Provided passage:

▬▬▬▬▬▬

Beating out the bacon — Freakonomics motto contest update

Update time! Here’s some follow-up on yesterday’s post about my unwitting status as a Freakonomics motto competition finalist:

Early polling has pretty much been vindicated. As of 3:11 pm and 412 comments into the voting thread, it’s motto number 5 (“Our Worst Critics Prefer to Stay”) by a crushing margin. Voting is still open for another day or so, but I’d be surprised to see any real sea-change.

My own entry, “You Should See the Other Guy”, is in distant forth with a signficant (but, considering the small absolute numbers, not quite comfortable) lead on the fifth place motto.

The fifth place motto is about bacon. I’m not sure how to feel, here.

Numbers!

Of the first 412 comments in the voting thread, 390 had clear statements of preference for one (or more — one voter declared a dead split on #2 and #5) of the five finalists. The remaining comments were discussion and/or suggestions of write-in candidates (both originals and favored mottos from the original thread).

▬▬▬▬▬▬

Tasks to carry out:
1 - Edit the motto contest post starting at "Of the first" and ending at "the original thread).", changing "write-in candidates" to "unofficial entries".
2 - Answer these questions using the motto contest post:
(a) Which motto was leading the vote at 3:11 pm?
(b) How many of the first 412 comments clearly stated a preference among the finalists?
(c) What is the fifth place motto about?
3 - Shorten the paragraph of the motto contest post that begins "Early polling has pretty much been vindicated," keeping its main facts.
The rows that follow the motto contest post were taken from a separate source.

[Stored items from a collection]
▬▬▬▬▬▬

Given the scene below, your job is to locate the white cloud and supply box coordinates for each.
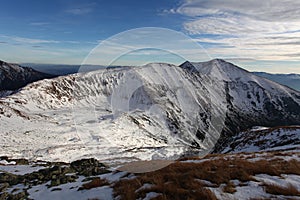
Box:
[169,0,300,61]
[65,3,95,15]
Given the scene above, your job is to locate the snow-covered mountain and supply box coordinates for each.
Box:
[0,59,300,162]
[222,126,300,153]
[253,72,300,91]
[0,60,54,97]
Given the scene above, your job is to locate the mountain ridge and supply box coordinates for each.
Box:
[0,60,300,160]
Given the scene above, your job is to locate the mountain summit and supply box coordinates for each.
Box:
[0,60,54,91]
[0,59,300,162]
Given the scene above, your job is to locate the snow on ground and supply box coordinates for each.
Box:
[28,177,113,200]
[222,126,300,153]
[0,165,45,175]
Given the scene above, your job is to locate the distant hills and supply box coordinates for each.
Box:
[253,72,300,91]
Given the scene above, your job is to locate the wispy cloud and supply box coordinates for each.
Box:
[165,0,300,60]
[65,3,95,15]
[29,22,50,26]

▬▬▬▬▬▬

Answers to the tasks:
1 -
Of the first 412 comments in the voting thread, 390 had clear statements of preference for one (or more — one voter declared a dead split on #2 and #5) of the five finalists. The remaining comments were discussion and/or suggestions of unofficial entries (both originals and favored mottos from the original thread).

2 -
(a) Motto number 5, "Our Worst Critics Prefer to Stay."
(b) 390.
(c) Bacon.

3 - The early polling held up. At 3:11 pm, with 412 comments in the voting thread, motto number 5 ("Our Worst Critics Prefer to Stay") led by a crushing margin. Voting stays open for about another day, but a major shift seems unlikely.